▸ Brief:
Please copy out the data from the line containing "Pick out every instance of the woman's back" through the last line of the data, both ends included, and keep every line unchanged.

(Coordinate annotation entries)
· · ·

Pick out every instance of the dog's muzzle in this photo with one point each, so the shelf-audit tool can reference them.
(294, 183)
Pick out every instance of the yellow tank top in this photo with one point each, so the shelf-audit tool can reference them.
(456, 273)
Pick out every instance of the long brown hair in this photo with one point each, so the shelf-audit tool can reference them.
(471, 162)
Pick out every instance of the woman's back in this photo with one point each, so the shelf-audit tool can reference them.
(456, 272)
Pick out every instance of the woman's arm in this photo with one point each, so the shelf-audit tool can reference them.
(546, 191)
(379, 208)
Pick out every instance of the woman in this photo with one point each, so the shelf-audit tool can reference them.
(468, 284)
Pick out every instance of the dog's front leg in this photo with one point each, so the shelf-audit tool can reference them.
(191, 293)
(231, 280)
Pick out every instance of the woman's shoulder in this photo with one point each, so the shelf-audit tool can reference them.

· · ·

▸ Exercise answer:
Pick out every instance of the woman's back in this photo with one point each, so the shelf-audit tool can reference them.
(456, 272)
Pick out every instance of the woman's arm in this photo with one point each, so the shelf-audit tool can reference them.
(546, 191)
(379, 208)
Pick out every instance of the woman in this photo with one point each, so the shelf-audit tool can reference them.
(468, 284)
Pick out every instance of the dog's front leg in this photo with one point each, so the shelf-audit tool can reference them.
(191, 293)
(231, 280)
Pick out every instance of the woman's shoulder in this photo with one point each, so the shelf-audit tool can reference them.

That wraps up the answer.